** Task list **
(1) Quote the Alaska Railroad fare thread word for word, starting with "The example above, I" and going on through "in some cases....".
(2) Decide whether each statement below agrees with the Alaska Railroad fare thread. Answer yes or no, and quote the words from the thread that settle it.
(a) In the off-season, only coach is available on the Anchorage-Fairbanks route.
(b) The first writer expects the ARR to want to cut back its service.
(c) According to railiner, the cruiseline-owned cars make up a smaller share of the summertime train than the ARR's own cars.
(3) Continue the Alaska Railroad fare thread, starting after its last sentence.

Anchorage-Fairbanks, the fare yield in-season is $.6017/mile for coach (Adventure class) and $.9081/mile for FC (GoldStar Service). Moving to the shoulder season, it's $.4791/mile and $.7855/mile. Off-season, it's $.4429/mile (only coach is available). These numbers are comparable to the Acela (or at least, the Acela of 2-3 years ago...I did a fare check and the Acela fares are marching along pretty steadily) in terms of revenue per passenger mile.

I see no reason that the ARR would want to cut back their service; really, the better question is whether there's ever going to be some pressure on them to bump off-season service to 2-3x weekly (the once-weekly operation is likely _killing_ any ridership they could generate; I'll also concede that there's probably not _that_ much ridership to be had, but the fact that the ARR can't even offer round-trip rail options in their winter tour packages says something), add incidental service around college breaks (it wouldn't be a stretch for the railroad and the state colleges to coordinate schedules) and/or to stretch their operating season further back into May/later into September if tourism picks up more. Considering that the equipment is sitting around and the net cost in terms of staffing to run some additional services shouldn't be a killer (benefits are likely fixed, so you're only looking at wages), I'd expect a money crunch to cause at least _some_ sort of look at this. Even accounting for the in-state discounts and whatnot, they're _really_ not doing too badly.


----------



## railiner (Dec 9, 2012)

The example above, I believe doesnt't take into account the revenue the ARR takes in for carrying the cruiseline owned cars. They make up a much larger share of the summertime train than does ARR's own cars. And the cruise lines even have their own chartered trains in some cases....

** Material provided **

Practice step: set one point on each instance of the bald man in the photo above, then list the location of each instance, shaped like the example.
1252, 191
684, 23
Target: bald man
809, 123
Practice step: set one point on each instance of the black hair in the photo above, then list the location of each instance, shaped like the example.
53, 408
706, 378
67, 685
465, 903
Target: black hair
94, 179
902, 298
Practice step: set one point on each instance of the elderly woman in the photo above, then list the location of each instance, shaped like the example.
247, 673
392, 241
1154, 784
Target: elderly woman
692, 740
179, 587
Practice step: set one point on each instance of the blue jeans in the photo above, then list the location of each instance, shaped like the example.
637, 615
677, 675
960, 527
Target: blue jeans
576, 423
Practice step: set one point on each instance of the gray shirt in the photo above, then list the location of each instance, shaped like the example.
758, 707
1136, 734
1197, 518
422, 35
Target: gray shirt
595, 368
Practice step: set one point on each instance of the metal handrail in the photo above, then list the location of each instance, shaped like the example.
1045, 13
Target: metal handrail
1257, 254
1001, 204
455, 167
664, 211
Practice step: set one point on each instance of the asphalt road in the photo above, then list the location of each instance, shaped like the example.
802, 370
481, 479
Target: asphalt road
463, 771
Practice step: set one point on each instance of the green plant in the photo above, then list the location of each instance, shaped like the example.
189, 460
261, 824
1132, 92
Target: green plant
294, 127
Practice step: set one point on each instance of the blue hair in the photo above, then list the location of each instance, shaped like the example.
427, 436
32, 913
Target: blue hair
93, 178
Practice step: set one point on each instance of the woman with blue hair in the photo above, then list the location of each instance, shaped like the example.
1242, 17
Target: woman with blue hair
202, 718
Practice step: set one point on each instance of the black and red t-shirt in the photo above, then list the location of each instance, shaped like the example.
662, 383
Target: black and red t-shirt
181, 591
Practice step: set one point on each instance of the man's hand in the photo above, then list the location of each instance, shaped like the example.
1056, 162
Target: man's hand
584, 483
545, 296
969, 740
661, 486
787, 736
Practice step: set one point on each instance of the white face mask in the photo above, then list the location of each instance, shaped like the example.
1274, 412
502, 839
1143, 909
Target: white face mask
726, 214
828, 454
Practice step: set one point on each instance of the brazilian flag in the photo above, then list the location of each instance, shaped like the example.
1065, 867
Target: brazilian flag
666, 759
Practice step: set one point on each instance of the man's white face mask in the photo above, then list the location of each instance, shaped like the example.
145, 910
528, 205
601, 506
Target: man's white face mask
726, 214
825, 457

** Answers in order **
(1)
The example above, I believe doesnt't take into account the revenue the ARR takes in for carrying the cruiseline owned cars. They make up a much larger share of the summertime train than does ARR's own cars. And the cruise lines even have their own chartered trains in some cases....

(2)
(a) Yes: "Off-season, it's $.4429/mile (only coach is available)."
(b) No: "I see no reason that the ARR would want to cut back their service"
(c) No: "They make up a much larger share of the summertime train than does ARR's own cars."

(3)
I am not concerned so much about reduction in frequency, but more about what will pay to maintain the road if freight revenue goes down so far......Possible lowering of speed limits if maintenance is cut back.....that sort of thing......


----------



## Anderson (Dec 9, 2012)

railiner said:


> The example above, I believe doesnt't take into account the revenue the ARR takes in for carrying the cruiseline owned cars. They make up a much larger share of the summertime train than does ARR's own cars. And the cruise lines even have their own chartered trains in some cases....
> 
> I am not concerned so much about reduction in frequency, but more about what will pay to maintain the road if freight revenue goes down so far......Possible lowering of speed limits if maintenance is cut back.....that sort of thing......


The Denali Star numbers don't seem to be affected by that. Here's what their report said:



> Prior to the 2008 economic downturn, annual ridership peaked at more than a half-million passengers. During 2011, ARRC carried 412,200 passengers. Cruise ship customers accounted for about two-thirds (265,335) of those travelers. Among the remaining Alaska Railroad train customers, travel aboard the Denali Star was most popular (56,549), followed by Coastal Classic passengers (43,788), and Glacier Discovery (27,911). The Hurricane Turn continued to draw a loyal and adventurous clientele (4,841), and 3,902 passengers rode the Aurora during the winter months (October - April).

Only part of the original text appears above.